Rewrite the items below, putting "one point per match" wherever "one marker per instance" appears and leaving everything else unchanged.

(begin)

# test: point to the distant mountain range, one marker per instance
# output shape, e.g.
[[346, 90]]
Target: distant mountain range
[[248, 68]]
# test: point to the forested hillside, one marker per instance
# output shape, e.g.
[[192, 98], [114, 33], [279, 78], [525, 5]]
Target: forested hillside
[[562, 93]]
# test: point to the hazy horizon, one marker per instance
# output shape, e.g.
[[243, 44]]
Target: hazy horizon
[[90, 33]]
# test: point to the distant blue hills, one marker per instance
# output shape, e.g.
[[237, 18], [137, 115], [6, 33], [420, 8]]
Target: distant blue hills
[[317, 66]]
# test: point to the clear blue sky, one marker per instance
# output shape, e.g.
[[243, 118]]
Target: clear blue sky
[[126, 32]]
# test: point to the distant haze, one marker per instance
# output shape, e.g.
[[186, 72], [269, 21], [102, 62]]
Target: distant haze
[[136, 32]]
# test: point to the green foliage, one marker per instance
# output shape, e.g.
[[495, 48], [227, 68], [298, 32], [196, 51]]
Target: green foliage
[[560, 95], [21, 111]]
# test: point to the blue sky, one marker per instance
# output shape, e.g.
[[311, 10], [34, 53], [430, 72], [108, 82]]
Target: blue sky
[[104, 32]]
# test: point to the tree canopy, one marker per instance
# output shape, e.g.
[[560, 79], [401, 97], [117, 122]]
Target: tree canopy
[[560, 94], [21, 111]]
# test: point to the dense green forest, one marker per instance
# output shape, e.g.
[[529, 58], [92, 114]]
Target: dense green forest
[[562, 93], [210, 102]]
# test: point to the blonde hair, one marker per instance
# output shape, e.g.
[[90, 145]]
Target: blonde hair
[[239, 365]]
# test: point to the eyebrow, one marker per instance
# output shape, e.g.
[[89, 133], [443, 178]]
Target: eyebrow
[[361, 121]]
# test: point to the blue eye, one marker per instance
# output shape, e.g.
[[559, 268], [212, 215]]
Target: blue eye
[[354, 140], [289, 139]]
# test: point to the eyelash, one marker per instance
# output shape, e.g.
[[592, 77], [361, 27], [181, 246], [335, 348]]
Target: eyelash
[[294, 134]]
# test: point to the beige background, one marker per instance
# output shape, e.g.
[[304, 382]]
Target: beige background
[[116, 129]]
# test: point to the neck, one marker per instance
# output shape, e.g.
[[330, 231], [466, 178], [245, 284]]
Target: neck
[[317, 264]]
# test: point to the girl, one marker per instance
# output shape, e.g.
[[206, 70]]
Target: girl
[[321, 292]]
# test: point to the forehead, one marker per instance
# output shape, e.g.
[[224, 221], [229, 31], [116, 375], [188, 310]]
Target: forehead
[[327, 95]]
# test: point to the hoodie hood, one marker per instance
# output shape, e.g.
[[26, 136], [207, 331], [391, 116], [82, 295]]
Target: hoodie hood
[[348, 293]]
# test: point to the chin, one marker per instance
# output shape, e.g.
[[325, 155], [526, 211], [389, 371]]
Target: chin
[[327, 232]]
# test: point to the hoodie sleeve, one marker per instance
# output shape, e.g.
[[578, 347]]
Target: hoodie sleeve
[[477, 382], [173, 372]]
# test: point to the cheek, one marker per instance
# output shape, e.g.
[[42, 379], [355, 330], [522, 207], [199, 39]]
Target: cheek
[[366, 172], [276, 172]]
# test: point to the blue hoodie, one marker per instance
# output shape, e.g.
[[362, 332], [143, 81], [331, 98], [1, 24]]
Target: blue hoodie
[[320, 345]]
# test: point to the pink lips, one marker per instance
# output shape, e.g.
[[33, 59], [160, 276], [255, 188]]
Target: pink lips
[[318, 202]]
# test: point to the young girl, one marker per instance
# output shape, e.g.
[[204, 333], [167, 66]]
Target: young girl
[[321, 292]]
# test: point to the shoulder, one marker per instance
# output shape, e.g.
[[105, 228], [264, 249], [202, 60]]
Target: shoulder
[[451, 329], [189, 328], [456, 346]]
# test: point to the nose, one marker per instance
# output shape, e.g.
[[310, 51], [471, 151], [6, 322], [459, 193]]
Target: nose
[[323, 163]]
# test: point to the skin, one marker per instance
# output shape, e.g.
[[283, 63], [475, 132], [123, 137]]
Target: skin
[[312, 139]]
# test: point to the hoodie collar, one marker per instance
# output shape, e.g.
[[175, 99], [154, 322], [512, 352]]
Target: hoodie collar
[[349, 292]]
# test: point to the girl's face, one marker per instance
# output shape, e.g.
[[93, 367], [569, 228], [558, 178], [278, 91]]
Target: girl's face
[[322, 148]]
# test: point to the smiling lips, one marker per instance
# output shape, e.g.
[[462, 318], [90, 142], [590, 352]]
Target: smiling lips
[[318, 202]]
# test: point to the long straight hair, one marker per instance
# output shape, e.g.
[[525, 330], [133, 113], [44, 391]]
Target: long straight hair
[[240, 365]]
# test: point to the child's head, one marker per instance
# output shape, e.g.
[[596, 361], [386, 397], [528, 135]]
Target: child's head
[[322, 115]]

(end)

_ANSWER FOR THIS EXERCISE_:
# test: point to the distant mountain range, one point per match
# output shape, e.g.
[[346, 90]]
Target: distant mountain range
[[248, 68]]
# test: point to the forested hillside, one point per match
# output shape, e.g.
[[192, 98], [114, 33], [279, 78], [525, 5]]
Target: forested hillside
[[562, 93]]
# test: point to the hazy horizon, one point per match
# output shape, e.g.
[[243, 44]]
Target: hazy horizon
[[90, 33]]
# test: point to the distant blue hills, one point per match
# output shape, e.g.
[[237, 18], [137, 115], [6, 33], [420, 8]]
Target: distant blue hills
[[317, 66]]
# test: point to the clear blue sky, one point per match
# output shape, e.g.
[[243, 118]]
Target: clear blue sky
[[126, 32]]
# test: point to the distant haze, one point per match
# output shape, e.g.
[[186, 72], [269, 21], [102, 62]]
Target: distant haze
[[136, 32]]
# test: point to the green foliage, one point per match
# output shape, e.g.
[[495, 48], [227, 68], [298, 32], [196, 51]]
Target: green foliage
[[560, 95], [21, 111]]
# test: point to the blue sky, one point per match
# output shape, e.g.
[[311, 10], [34, 53], [430, 72], [108, 82]]
Target: blue sky
[[104, 32]]
# test: point to the tree canopy, one point per match
# output shape, e.g.
[[560, 79], [401, 97], [117, 122]]
Target: tree canopy
[[560, 94], [21, 111]]
# test: point to the dense green forest, one point per match
# output shape, e.g.
[[529, 58], [92, 114]]
Target: dense green forest
[[562, 93], [210, 102]]
# test: point to the blonde hair, one point per match
# output shape, e.g.
[[90, 145]]
Target: blonde hair
[[239, 365]]
# test: point to the eyebrow, one point per match
# output shape, e.g.
[[89, 133], [443, 178]]
Target: eyebrow
[[361, 121]]
# test: point to the blue eye, one point per match
# output shape, e.g.
[[559, 268], [212, 215]]
Target: blue eye
[[354, 140], [289, 139]]
# test: point to the eyelash, one point per match
# output shape, e.g.
[[592, 77], [361, 27], [181, 246], [335, 348]]
Target: eyelash
[[294, 134]]
# test: point to the beige background, one point per match
# output shape, e.g.
[[304, 382]]
Target: beige background
[[116, 129]]
# test: point to the neck, one point per match
# output shape, e.g.
[[330, 231], [466, 178], [245, 284]]
Target: neck
[[317, 264]]
# test: point to the girl, one point per match
# output shape, e.g.
[[206, 70]]
Target: girl
[[321, 292]]
# test: point to the forehead, one point per match
# output shape, e.g.
[[224, 221], [229, 31], [116, 375], [188, 310]]
Target: forehead
[[327, 95]]
# test: point to the hoodie hood, one point per match
# output shape, e.g.
[[26, 136], [207, 331], [391, 116], [82, 295]]
Target: hoodie hood
[[348, 293]]
# test: point to the chin, one point per match
# output shape, e.g.
[[325, 155], [526, 211], [389, 371]]
Target: chin
[[327, 232]]
# test: point to the hoodie sleeve, one point per match
# output shape, e.g.
[[578, 347]]
Target: hoodie sleeve
[[477, 382], [173, 372]]
# test: point to the cheek, one point per match
# output shape, e.g.
[[42, 379], [355, 330], [522, 207], [199, 39]]
Target: cheek
[[366, 172], [276, 172]]
# test: point to the blue hoodie, one point per match
# output shape, e.g.
[[362, 332], [143, 81], [331, 98], [1, 24]]
Target: blue hoodie
[[320, 345]]
# test: point to the pink lips, one point per match
# output shape, e.g.
[[33, 59], [160, 276], [255, 188]]
Target: pink lips
[[318, 202]]
# test: point to the young girl, one point per match
# output shape, e.g.
[[204, 333], [167, 66]]
Target: young girl
[[321, 292]]
# test: point to the shoulder, one point per match
# output shape, e.g.
[[105, 228], [264, 249], [202, 60]]
Target: shoulder
[[451, 329], [189, 328], [456, 346]]
# test: point to the nose, one point per match
# output shape, e.g.
[[310, 51], [471, 151], [6, 322], [459, 193]]
Target: nose
[[323, 163]]
# test: point to the skin, one point per match
# output shape, e.g.
[[283, 63], [475, 132], [123, 137]]
Target: skin
[[312, 139]]
# test: point to the hoodie collar, one point per match
# output shape, e.g.
[[175, 99], [154, 322], [512, 352]]
Target: hoodie collar
[[349, 292]]
# test: point to the girl's face, one point per match
# output shape, e.g.
[[93, 367], [569, 228], [558, 178], [278, 91]]
Target: girl's face
[[322, 148]]
# test: point to the smiling lips, one point per match
# output shape, e.g.
[[462, 318], [90, 142], [590, 352]]
Target: smiling lips
[[318, 202]]
# test: point to the long straight hair, one point per match
# output shape, e.g.
[[525, 330], [133, 113], [44, 391]]
Target: long straight hair
[[240, 365]]
# test: point to the child's head, one point per match
# output shape, e.g.
[[596, 361], [386, 397], [528, 135]]
Target: child's head
[[322, 115]]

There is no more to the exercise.